» **Directive**: Copy out the records below with every "Review pass instructions" changed to "Second-pass instructions", keeping everything else the same.

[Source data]

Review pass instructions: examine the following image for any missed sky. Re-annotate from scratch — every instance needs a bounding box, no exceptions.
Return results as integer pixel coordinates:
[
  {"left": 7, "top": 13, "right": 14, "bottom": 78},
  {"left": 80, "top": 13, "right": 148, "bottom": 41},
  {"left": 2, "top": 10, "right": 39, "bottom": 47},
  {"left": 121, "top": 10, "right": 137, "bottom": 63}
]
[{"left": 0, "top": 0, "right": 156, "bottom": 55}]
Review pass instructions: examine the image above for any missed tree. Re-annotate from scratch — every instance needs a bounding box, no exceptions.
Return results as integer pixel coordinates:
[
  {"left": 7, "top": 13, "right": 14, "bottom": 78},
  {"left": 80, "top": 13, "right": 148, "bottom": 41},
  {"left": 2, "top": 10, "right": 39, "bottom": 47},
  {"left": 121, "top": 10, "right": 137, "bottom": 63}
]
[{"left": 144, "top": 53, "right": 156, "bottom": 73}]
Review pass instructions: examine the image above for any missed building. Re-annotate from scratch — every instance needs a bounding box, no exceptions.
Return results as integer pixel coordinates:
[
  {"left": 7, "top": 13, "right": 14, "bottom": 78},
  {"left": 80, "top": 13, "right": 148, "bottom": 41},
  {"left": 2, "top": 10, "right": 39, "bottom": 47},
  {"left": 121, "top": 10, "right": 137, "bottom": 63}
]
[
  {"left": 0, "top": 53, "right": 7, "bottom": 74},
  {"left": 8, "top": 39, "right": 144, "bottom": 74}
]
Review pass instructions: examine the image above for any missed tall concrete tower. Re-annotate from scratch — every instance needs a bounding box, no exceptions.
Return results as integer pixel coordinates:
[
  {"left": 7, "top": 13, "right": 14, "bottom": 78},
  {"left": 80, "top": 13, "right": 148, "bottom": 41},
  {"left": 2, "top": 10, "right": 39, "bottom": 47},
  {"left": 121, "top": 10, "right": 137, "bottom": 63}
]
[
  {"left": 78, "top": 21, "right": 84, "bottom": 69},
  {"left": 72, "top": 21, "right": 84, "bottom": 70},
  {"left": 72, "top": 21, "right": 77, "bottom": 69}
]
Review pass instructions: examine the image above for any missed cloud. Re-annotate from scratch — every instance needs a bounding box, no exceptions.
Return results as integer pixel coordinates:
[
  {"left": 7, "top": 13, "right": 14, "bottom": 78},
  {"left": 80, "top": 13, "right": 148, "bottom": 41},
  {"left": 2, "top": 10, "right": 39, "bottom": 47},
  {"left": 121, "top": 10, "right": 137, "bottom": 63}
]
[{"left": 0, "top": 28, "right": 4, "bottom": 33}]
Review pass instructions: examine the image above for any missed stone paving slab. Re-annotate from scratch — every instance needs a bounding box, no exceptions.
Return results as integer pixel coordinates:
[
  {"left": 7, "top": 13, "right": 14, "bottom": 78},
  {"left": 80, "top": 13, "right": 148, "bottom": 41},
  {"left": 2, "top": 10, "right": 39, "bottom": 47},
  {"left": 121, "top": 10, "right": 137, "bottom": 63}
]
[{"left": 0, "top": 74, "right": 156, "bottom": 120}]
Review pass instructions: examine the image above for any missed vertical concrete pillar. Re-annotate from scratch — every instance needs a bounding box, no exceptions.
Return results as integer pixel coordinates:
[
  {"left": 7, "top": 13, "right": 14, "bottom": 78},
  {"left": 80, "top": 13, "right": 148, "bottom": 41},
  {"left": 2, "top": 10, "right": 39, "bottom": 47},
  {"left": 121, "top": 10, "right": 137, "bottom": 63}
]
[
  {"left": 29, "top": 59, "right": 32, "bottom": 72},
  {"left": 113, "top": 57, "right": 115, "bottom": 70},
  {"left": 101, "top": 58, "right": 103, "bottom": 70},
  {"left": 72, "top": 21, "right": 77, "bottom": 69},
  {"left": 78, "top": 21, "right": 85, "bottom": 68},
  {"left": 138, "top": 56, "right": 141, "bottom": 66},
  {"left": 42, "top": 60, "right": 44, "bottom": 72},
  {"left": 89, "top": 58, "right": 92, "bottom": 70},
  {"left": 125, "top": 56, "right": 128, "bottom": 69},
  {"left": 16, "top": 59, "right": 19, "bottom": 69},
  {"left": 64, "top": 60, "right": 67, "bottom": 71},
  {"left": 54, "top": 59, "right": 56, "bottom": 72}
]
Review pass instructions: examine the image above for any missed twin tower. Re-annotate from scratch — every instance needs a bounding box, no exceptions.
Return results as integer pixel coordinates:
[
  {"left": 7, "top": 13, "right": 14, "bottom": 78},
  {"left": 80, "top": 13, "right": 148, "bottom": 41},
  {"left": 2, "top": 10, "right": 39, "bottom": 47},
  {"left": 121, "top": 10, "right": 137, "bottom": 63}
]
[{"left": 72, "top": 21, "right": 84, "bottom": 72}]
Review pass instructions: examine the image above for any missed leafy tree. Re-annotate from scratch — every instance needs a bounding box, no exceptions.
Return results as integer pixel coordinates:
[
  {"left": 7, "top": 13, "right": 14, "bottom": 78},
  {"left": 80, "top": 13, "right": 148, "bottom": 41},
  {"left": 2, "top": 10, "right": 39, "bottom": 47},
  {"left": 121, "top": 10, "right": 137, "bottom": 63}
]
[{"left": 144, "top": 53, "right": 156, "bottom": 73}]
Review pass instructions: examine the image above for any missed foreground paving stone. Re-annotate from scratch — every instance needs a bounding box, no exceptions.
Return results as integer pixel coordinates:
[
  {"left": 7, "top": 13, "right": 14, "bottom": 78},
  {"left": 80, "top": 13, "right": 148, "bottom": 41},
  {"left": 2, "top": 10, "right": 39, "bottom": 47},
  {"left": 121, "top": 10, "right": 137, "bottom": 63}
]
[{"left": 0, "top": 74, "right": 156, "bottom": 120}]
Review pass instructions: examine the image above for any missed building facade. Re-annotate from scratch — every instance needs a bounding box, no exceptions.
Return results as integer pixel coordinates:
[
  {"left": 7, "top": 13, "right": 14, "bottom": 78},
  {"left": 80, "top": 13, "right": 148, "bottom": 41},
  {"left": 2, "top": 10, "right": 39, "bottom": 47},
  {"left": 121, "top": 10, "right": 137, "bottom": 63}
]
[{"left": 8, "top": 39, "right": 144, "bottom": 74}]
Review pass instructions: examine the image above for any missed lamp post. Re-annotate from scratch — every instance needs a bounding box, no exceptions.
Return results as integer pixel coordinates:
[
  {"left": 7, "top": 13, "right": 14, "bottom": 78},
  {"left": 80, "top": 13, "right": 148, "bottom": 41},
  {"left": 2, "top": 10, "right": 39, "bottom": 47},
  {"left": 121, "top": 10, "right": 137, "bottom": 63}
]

» **Response to the task**:
Second-pass instructions: examine the following image for any missed sky. Re-annotate from scratch — every instance needs a bounding box, no exceptions.
Return results as integer pixel coordinates:
[
  {"left": 7, "top": 13, "right": 14, "bottom": 78},
  {"left": 80, "top": 13, "right": 148, "bottom": 41},
  {"left": 2, "top": 10, "right": 39, "bottom": 47},
  {"left": 121, "top": 10, "right": 137, "bottom": 63}
]
[{"left": 0, "top": 0, "right": 156, "bottom": 55}]
Second-pass instructions: examine the image above for any missed tree. Re-annotate from scratch — every instance needs a bounding box, no exceptions.
Return results as integer pixel coordinates:
[
  {"left": 7, "top": 13, "right": 14, "bottom": 78},
  {"left": 80, "top": 13, "right": 148, "bottom": 41},
  {"left": 2, "top": 10, "right": 39, "bottom": 47},
  {"left": 121, "top": 10, "right": 137, "bottom": 63}
]
[{"left": 144, "top": 53, "right": 156, "bottom": 73}]
Second-pass instructions: examine the image above for any missed building. Re-annotate from scratch — every instance needs a bounding box, no exceptions.
Return results as integer pixel coordinates:
[
  {"left": 7, "top": 13, "right": 14, "bottom": 78},
  {"left": 80, "top": 13, "right": 148, "bottom": 41},
  {"left": 2, "top": 10, "right": 39, "bottom": 47},
  {"left": 121, "top": 10, "right": 137, "bottom": 63}
]
[
  {"left": 0, "top": 53, "right": 7, "bottom": 74},
  {"left": 8, "top": 39, "right": 144, "bottom": 74}
]
Second-pass instructions: examine the image above for any missed tall concrete tower. Re-annotate from scratch — every instance needs a bounding box, no exceptions.
Return results as integer pixel coordinates:
[
  {"left": 7, "top": 13, "right": 14, "bottom": 78},
  {"left": 80, "top": 13, "right": 148, "bottom": 41},
  {"left": 2, "top": 10, "right": 39, "bottom": 47},
  {"left": 121, "top": 10, "right": 137, "bottom": 63}
]
[
  {"left": 78, "top": 21, "right": 84, "bottom": 69},
  {"left": 72, "top": 21, "right": 84, "bottom": 70},
  {"left": 72, "top": 21, "right": 77, "bottom": 69}
]
Second-pass instructions: examine the image above for any missed cloud. Re-annotate from scratch — every instance needs a bounding box, no exceptions.
Return results as integer pixel coordinates:
[
  {"left": 7, "top": 13, "right": 14, "bottom": 78},
  {"left": 80, "top": 13, "right": 148, "bottom": 41},
  {"left": 2, "top": 10, "right": 39, "bottom": 47},
  {"left": 121, "top": 10, "right": 137, "bottom": 63}
]
[{"left": 0, "top": 28, "right": 4, "bottom": 33}]
Second-pass instructions: examine the image above for any missed stone paving slab. Re-annotate from scratch — every instance needs a bounding box, no exceptions.
Return results as integer pixel coordinates:
[
  {"left": 7, "top": 13, "right": 14, "bottom": 78},
  {"left": 80, "top": 13, "right": 148, "bottom": 41},
  {"left": 2, "top": 10, "right": 39, "bottom": 47},
  {"left": 121, "top": 10, "right": 137, "bottom": 63}
]
[{"left": 0, "top": 74, "right": 156, "bottom": 120}]
Second-pass instructions: examine the image above for any missed vertical concrete pillar. Re-annotate from scratch — every instance needs a bounding box, no exceptions.
Return results as integer pixel coordinates:
[
  {"left": 7, "top": 13, "right": 14, "bottom": 78},
  {"left": 80, "top": 13, "right": 148, "bottom": 41},
  {"left": 2, "top": 10, "right": 39, "bottom": 47},
  {"left": 121, "top": 10, "right": 137, "bottom": 63}
]
[
  {"left": 29, "top": 59, "right": 32, "bottom": 72},
  {"left": 113, "top": 57, "right": 115, "bottom": 70},
  {"left": 101, "top": 58, "right": 103, "bottom": 70},
  {"left": 72, "top": 21, "right": 77, "bottom": 69},
  {"left": 78, "top": 21, "right": 85, "bottom": 68},
  {"left": 138, "top": 56, "right": 141, "bottom": 66},
  {"left": 42, "top": 60, "right": 44, "bottom": 72},
  {"left": 89, "top": 58, "right": 92, "bottom": 70},
  {"left": 125, "top": 56, "right": 128, "bottom": 69},
  {"left": 16, "top": 59, "right": 19, "bottom": 69},
  {"left": 64, "top": 60, "right": 67, "bottom": 71},
  {"left": 54, "top": 59, "right": 56, "bottom": 72}
]
Second-pass instructions: examine the image above for any missed twin tower. Re-annotate from scratch — every instance needs a bounding box, no exceptions.
Return results as integer pixel coordinates:
[
  {"left": 7, "top": 13, "right": 14, "bottom": 78},
  {"left": 80, "top": 13, "right": 148, "bottom": 41},
  {"left": 2, "top": 10, "right": 39, "bottom": 47},
  {"left": 121, "top": 10, "right": 137, "bottom": 63}
]
[{"left": 72, "top": 21, "right": 84, "bottom": 72}]
Second-pass instructions: examine the image above for any missed leafy tree. Re-annotate from scratch — every instance needs a bounding box, no exceptions.
Return results as integer pixel coordinates:
[
  {"left": 7, "top": 13, "right": 14, "bottom": 78},
  {"left": 80, "top": 13, "right": 148, "bottom": 41},
  {"left": 2, "top": 10, "right": 39, "bottom": 47},
  {"left": 121, "top": 10, "right": 137, "bottom": 63}
]
[{"left": 144, "top": 53, "right": 156, "bottom": 73}]
Second-pass instructions: examine the image above for any missed foreground paving stone. Re-annotate from scratch — every instance needs a bounding box, no exceptions.
Return results as integer pixel coordinates:
[
  {"left": 7, "top": 13, "right": 14, "bottom": 78},
  {"left": 80, "top": 13, "right": 148, "bottom": 41},
  {"left": 2, "top": 10, "right": 39, "bottom": 47},
  {"left": 121, "top": 10, "right": 137, "bottom": 63}
]
[{"left": 0, "top": 74, "right": 156, "bottom": 120}]
Second-pass instructions: examine the image above for any missed building facade. Re-annotate from scratch — every instance needs a bounding box, no exceptions.
Return results as integer pixel coordinates:
[
  {"left": 7, "top": 13, "right": 14, "bottom": 78},
  {"left": 80, "top": 13, "right": 148, "bottom": 41},
  {"left": 2, "top": 10, "right": 39, "bottom": 47},
  {"left": 121, "top": 10, "right": 137, "bottom": 63}
]
[{"left": 8, "top": 39, "right": 144, "bottom": 74}]
Second-pass instructions: examine the image above for any missed lamp post. Re-annotate from scratch — every instance needs a bounding box, no exceptions.
Return results as integer pixel coordinates:
[
  {"left": 7, "top": 13, "right": 14, "bottom": 78},
  {"left": 80, "top": 13, "right": 148, "bottom": 41},
  {"left": 2, "top": 10, "right": 39, "bottom": 47},
  {"left": 121, "top": 10, "right": 137, "bottom": 63}
]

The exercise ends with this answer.